=== DATA SHOWN ===

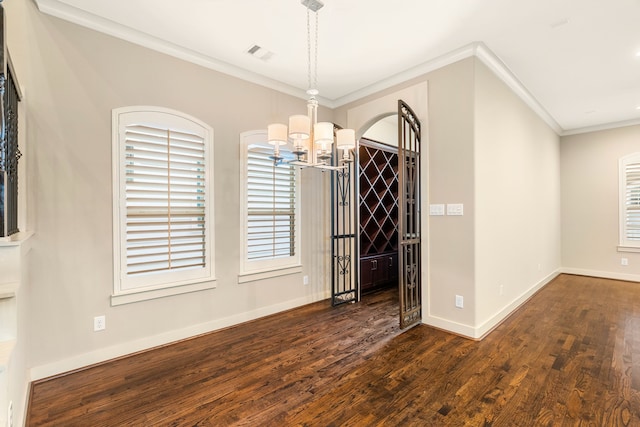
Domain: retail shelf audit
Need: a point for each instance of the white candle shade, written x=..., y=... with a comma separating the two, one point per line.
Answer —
x=277, y=134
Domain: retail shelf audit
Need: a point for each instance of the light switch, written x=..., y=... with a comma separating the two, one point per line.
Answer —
x=455, y=209
x=436, y=210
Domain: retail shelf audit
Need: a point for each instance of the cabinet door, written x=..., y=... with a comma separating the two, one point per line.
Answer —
x=367, y=272
x=392, y=267
x=381, y=272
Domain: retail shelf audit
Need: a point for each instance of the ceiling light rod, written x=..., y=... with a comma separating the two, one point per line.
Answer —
x=311, y=140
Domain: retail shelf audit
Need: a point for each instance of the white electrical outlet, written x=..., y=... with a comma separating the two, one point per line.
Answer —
x=459, y=301
x=99, y=323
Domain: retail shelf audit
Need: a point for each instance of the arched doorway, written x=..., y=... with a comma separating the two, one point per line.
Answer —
x=376, y=233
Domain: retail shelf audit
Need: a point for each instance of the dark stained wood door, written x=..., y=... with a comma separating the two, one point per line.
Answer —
x=409, y=233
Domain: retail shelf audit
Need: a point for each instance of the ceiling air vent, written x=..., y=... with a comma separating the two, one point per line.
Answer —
x=259, y=52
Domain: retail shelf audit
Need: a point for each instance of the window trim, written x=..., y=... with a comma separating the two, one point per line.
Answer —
x=624, y=244
x=127, y=290
x=264, y=269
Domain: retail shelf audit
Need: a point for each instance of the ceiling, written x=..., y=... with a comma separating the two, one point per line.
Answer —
x=576, y=61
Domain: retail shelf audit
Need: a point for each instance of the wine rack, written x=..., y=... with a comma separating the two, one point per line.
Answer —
x=378, y=179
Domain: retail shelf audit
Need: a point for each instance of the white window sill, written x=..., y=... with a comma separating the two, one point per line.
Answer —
x=628, y=248
x=267, y=274
x=144, y=295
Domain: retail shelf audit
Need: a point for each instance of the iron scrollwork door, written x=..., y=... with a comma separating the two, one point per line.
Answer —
x=409, y=249
x=344, y=245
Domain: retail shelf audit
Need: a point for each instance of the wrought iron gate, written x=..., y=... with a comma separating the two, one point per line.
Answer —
x=344, y=244
x=409, y=250
x=9, y=152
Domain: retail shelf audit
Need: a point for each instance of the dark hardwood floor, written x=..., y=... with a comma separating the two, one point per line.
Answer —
x=570, y=356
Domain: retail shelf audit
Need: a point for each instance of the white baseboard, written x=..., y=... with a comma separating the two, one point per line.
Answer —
x=499, y=317
x=101, y=355
x=602, y=274
x=477, y=332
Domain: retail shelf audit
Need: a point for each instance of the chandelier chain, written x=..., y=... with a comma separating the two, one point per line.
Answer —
x=312, y=81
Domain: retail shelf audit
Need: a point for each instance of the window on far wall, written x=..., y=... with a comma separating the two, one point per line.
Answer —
x=630, y=201
x=163, y=204
x=269, y=211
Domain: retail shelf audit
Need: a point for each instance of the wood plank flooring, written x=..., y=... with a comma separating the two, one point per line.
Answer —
x=569, y=357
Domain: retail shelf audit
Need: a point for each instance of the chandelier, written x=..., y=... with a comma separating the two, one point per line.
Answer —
x=312, y=140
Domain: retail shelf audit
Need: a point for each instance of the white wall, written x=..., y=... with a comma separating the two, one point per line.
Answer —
x=589, y=164
x=517, y=201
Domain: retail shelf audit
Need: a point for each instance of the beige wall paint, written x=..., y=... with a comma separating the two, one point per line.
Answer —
x=17, y=33
x=79, y=77
x=589, y=165
x=517, y=200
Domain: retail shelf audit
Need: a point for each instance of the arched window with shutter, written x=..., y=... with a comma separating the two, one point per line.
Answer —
x=163, y=203
x=630, y=201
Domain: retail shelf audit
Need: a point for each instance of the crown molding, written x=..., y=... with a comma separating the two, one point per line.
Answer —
x=94, y=22
x=500, y=69
x=80, y=17
x=417, y=71
x=598, y=128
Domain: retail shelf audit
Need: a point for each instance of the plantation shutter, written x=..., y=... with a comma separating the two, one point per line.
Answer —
x=270, y=206
x=165, y=200
x=632, y=201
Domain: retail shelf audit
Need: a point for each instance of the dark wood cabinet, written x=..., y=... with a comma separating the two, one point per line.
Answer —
x=378, y=180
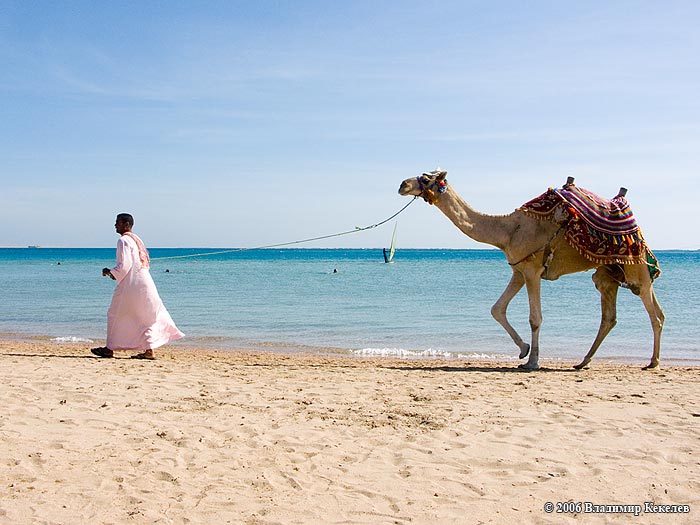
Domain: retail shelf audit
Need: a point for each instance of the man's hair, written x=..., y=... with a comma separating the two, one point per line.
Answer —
x=127, y=218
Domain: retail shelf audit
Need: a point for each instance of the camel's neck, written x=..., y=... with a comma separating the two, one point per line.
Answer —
x=489, y=229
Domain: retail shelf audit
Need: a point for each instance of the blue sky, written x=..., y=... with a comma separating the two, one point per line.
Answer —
x=235, y=124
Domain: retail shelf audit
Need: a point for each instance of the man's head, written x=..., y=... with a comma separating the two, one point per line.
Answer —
x=124, y=223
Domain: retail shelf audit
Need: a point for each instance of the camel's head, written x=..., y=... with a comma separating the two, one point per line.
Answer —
x=429, y=185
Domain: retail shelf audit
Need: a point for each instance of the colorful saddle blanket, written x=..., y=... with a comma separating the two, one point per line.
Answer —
x=604, y=231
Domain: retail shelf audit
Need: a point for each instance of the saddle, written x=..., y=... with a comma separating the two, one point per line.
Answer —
x=604, y=231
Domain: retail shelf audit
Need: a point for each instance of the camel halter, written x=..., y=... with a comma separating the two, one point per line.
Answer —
x=426, y=192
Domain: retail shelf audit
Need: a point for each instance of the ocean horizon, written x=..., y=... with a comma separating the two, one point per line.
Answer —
x=432, y=303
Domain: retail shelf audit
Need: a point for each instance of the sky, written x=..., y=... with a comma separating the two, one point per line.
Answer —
x=247, y=123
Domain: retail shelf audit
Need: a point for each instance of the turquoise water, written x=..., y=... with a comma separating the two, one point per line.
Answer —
x=428, y=302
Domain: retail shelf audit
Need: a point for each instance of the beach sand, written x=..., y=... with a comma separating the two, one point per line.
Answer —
x=216, y=437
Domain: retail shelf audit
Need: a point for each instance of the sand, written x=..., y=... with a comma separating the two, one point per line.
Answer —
x=258, y=438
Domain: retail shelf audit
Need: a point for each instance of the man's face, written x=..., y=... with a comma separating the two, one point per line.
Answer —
x=121, y=226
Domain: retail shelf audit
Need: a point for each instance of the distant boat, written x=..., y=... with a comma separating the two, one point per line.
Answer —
x=389, y=257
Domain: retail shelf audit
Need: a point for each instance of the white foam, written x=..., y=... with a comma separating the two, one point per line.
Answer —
x=400, y=352
x=71, y=339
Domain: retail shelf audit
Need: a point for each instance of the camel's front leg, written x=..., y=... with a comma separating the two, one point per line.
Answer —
x=533, y=284
x=607, y=286
x=657, y=318
x=498, y=311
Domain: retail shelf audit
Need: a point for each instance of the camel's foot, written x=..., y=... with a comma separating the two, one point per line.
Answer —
x=529, y=366
x=524, y=350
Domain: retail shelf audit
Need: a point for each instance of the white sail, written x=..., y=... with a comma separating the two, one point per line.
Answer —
x=392, y=248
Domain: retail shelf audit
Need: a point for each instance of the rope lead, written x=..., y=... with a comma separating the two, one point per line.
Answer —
x=290, y=243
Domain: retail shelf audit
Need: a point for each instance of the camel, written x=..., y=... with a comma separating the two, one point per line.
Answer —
x=536, y=249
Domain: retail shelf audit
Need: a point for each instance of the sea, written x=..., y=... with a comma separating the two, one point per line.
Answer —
x=427, y=303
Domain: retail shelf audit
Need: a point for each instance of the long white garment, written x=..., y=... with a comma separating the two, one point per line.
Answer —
x=137, y=318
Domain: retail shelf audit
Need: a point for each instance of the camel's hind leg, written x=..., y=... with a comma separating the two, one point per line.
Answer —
x=498, y=311
x=607, y=286
x=657, y=318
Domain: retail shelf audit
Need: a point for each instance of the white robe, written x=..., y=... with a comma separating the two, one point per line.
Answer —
x=137, y=318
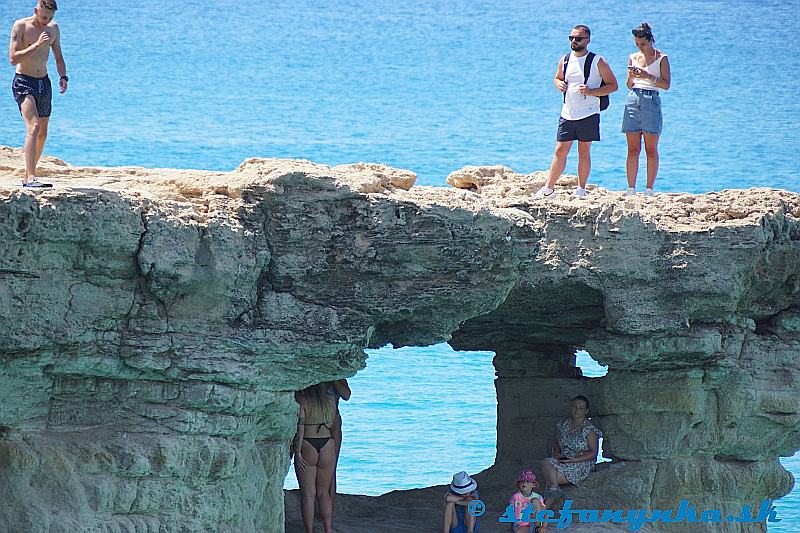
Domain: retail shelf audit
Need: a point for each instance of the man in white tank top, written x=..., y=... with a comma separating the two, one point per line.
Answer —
x=580, y=114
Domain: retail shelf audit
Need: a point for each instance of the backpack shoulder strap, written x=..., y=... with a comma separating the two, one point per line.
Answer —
x=587, y=67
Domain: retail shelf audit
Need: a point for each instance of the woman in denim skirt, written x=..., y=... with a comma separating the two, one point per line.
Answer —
x=648, y=73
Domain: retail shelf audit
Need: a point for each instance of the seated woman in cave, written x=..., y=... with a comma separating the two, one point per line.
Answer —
x=315, y=454
x=462, y=491
x=574, y=450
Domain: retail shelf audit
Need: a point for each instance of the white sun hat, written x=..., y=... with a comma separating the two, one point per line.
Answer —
x=462, y=483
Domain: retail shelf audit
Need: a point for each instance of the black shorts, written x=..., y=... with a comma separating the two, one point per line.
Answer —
x=585, y=129
x=39, y=88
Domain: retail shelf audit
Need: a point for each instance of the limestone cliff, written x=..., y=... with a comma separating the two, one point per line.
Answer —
x=154, y=324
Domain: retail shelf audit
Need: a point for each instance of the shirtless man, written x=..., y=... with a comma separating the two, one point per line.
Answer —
x=31, y=41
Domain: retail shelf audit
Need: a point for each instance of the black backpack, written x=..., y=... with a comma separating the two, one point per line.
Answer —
x=587, y=68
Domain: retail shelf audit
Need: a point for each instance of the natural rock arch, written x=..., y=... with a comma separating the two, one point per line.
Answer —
x=184, y=307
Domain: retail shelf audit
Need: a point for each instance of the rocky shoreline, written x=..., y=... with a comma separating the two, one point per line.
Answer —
x=156, y=323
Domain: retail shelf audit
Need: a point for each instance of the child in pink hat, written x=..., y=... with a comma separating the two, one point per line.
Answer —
x=524, y=498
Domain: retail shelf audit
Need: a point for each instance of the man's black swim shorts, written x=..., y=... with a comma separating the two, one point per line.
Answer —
x=39, y=88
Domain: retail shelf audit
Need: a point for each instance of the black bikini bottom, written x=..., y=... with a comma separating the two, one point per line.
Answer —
x=317, y=442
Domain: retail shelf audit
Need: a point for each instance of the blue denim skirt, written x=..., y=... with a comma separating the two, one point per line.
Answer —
x=642, y=112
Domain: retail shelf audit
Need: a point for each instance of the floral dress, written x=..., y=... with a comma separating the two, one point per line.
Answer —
x=574, y=442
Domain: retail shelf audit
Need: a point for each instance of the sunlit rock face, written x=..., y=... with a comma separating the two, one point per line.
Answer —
x=155, y=324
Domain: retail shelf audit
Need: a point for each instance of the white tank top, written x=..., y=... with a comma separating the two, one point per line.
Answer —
x=653, y=68
x=577, y=106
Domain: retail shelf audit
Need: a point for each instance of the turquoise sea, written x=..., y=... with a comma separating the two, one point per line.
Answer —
x=428, y=86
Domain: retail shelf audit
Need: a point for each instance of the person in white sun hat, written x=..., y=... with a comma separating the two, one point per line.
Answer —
x=461, y=492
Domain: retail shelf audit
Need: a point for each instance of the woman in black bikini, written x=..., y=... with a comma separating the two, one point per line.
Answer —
x=315, y=454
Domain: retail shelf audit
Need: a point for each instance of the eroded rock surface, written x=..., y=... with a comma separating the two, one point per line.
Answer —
x=155, y=323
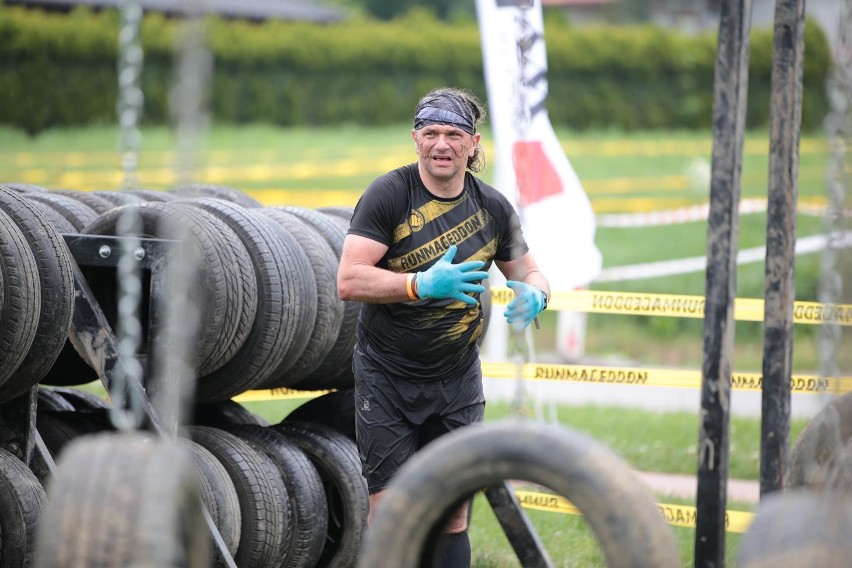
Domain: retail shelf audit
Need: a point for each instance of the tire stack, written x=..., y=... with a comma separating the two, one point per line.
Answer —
x=264, y=293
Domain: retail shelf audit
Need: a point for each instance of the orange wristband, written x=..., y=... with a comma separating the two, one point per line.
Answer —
x=409, y=286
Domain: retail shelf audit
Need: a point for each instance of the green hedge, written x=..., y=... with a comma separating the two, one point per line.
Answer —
x=60, y=70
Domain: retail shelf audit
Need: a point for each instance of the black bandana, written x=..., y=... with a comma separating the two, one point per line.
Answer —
x=445, y=109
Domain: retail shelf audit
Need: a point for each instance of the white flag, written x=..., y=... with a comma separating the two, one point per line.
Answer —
x=531, y=167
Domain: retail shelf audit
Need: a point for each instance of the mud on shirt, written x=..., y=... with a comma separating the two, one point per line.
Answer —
x=430, y=339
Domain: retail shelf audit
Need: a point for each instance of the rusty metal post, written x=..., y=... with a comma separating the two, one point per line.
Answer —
x=729, y=110
x=780, y=286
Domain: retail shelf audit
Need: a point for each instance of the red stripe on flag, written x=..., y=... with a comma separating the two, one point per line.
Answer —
x=535, y=175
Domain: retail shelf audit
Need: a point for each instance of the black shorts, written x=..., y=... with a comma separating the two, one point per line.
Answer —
x=395, y=417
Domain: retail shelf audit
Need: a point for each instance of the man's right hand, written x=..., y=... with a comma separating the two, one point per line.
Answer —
x=447, y=280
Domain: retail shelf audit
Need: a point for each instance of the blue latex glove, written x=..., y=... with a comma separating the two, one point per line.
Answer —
x=528, y=303
x=447, y=280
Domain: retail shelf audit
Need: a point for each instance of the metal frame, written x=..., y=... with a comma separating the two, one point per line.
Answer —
x=93, y=337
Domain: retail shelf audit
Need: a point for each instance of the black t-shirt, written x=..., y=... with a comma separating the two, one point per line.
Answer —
x=430, y=339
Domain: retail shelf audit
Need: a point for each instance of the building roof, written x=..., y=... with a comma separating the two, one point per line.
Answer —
x=303, y=10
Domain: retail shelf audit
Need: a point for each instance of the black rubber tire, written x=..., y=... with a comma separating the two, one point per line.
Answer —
x=220, y=192
x=335, y=458
x=50, y=400
x=57, y=220
x=264, y=505
x=58, y=428
x=822, y=439
x=21, y=298
x=22, y=500
x=56, y=284
x=304, y=488
x=799, y=529
x=286, y=302
x=225, y=413
x=329, y=314
x=336, y=369
x=617, y=507
x=335, y=409
x=100, y=481
x=216, y=296
x=76, y=212
x=220, y=497
x=242, y=284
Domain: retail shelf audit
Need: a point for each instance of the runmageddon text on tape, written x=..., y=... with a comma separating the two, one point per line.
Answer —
x=639, y=376
x=671, y=305
x=277, y=394
x=676, y=515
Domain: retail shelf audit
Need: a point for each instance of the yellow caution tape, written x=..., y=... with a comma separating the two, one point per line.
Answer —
x=675, y=515
x=675, y=378
x=672, y=305
x=277, y=394
x=637, y=376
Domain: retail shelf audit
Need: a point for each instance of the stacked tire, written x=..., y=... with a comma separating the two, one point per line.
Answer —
x=264, y=292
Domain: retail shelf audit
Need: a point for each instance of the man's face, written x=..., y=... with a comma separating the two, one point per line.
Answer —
x=444, y=150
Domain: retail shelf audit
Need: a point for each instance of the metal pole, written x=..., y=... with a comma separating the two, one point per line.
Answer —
x=729, y=110
x=780, y=286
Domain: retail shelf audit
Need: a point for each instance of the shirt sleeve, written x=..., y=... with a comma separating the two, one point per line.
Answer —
x=377, y=211
x=512, y=244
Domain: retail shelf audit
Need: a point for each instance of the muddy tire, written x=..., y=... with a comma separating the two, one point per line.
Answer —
x=821, y=441
x=220, y=497
x=618, y=508
x=99, y=480
x=329, y=312
x=218, y=294
x=304, y=489
x=799, y=529
x=56, y=283
x=22, y=501
x=264, y=506
x=286, y=304
x=335, y=458
x=21, y=298
x=335, y=371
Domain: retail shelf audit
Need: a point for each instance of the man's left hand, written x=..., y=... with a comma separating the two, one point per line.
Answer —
x=528, y=303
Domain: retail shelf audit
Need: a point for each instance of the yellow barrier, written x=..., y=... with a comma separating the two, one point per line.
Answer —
x=634, y=376
x=675, y=515
x=672, y=305
x=674, y=378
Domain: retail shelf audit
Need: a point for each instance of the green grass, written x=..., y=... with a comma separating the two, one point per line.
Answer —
x=621, y=172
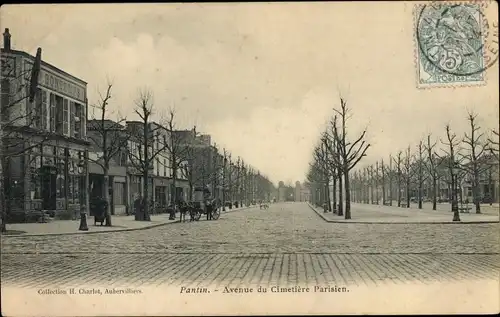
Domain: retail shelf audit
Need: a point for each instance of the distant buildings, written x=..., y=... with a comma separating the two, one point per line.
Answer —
x=54, y=157
x=44, y=141
x=302, y=192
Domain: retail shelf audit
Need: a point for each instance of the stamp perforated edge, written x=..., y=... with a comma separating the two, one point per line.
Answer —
x=416, y=52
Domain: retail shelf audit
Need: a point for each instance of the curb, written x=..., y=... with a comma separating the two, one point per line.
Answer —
x=401, y=223
x=107, y=231
x=89, y=232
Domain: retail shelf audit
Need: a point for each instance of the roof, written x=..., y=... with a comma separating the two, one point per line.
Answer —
x=31, y=57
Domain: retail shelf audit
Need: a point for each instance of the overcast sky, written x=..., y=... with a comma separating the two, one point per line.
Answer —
x=260, y=78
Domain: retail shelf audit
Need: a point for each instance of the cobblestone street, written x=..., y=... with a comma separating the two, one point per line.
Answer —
x=286, y=244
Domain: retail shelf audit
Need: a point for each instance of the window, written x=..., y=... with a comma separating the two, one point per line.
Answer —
x=44, y=110
x=78, y=120
x=59, y=115
x=36, y=185
x=36, y=113
x=5, y=95
x=71, y=186
x=72, y=119
x=65, y=116
x=52, y=112
x=119, y=194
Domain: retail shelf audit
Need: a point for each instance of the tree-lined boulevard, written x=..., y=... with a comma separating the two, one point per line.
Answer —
x=437, y=169
x=288, y=244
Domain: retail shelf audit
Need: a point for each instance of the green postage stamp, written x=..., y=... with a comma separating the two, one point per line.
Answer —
x=456, y=43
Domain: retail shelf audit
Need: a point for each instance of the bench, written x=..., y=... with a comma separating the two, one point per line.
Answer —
x=464, y=209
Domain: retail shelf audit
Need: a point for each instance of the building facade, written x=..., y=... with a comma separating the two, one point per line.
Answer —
x=44, y=140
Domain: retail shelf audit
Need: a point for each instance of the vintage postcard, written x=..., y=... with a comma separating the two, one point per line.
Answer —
x=249, y=158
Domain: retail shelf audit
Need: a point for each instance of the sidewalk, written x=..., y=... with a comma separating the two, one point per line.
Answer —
x=120, y=223
x=364, y=213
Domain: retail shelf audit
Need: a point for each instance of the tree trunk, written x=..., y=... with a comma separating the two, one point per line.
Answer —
x=334, y=194
x=475, y=192
x=399, y=191
x=383, y=191
x=145, y=207
x=390, y=190
x=434, y=192
x=420, y=184
x=3, y=207
x=340, y=204
x=105, y=192
x=190, y=191
x=328, y=197
x=347, y=194
x=408, y=193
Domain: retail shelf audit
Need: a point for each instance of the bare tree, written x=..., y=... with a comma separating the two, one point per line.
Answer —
x=477, y=149
x=19, y=90
x=432, y=169
x=450, y=157
x=110, y=139
x=350, y=153
x=372, y=184
x=494, y=145
x=323, y=167
x=408, y=174
x=421, y=176
x=390, y=173
x=382, y=177
x=145, y=137
x=399, y=172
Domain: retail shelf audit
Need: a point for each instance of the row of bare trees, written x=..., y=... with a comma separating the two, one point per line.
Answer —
x=199, y=163
x=335, y=156
x=18, y=89
x=415, y=174
x=112, y=139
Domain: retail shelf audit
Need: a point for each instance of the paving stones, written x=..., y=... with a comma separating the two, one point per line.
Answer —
x=276, y=246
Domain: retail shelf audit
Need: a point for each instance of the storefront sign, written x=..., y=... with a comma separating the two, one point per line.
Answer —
x=59, y=84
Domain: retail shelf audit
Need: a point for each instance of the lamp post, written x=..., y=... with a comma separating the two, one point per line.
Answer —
x=454, y=201
x=83, y=195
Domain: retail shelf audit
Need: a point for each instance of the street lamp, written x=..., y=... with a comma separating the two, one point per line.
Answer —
x=83, y=199
x=454, y=202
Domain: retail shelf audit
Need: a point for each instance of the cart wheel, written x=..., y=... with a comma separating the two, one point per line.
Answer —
x=197, y=216
x=216, y=214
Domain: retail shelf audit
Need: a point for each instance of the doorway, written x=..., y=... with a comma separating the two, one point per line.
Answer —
x=48, y=174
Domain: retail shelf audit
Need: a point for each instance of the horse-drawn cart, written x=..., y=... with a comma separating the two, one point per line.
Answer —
x=203, y=204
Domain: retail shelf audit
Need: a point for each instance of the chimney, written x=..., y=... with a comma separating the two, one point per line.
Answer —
x=6, y=40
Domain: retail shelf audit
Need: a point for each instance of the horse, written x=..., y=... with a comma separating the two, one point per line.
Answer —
x=210, y=207
x=184, y=208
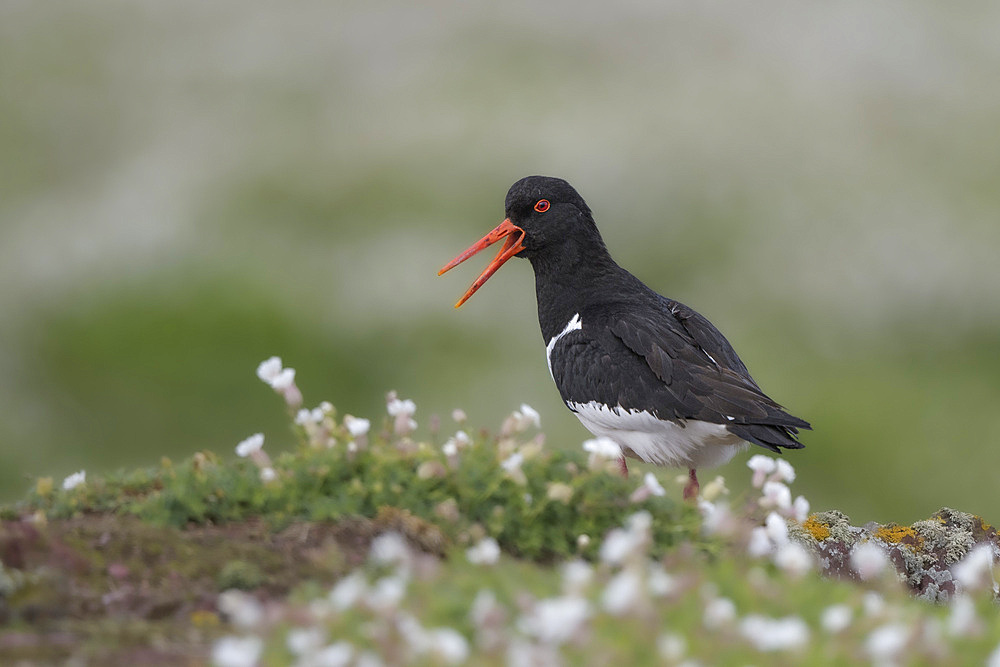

===

PROBLEM: Across the listing above, find all lines where the word "cabinet" is present and copy them.

SOLUTION FOR THIS PROBLEM:
Need: a point for each instance of the cabinet door, written x=..., y=... with a comma separating the two, one point per line.
Need: a point for each instance of the dark wood cabinet, written x=..., y=... with a comma separating the two, one point per line.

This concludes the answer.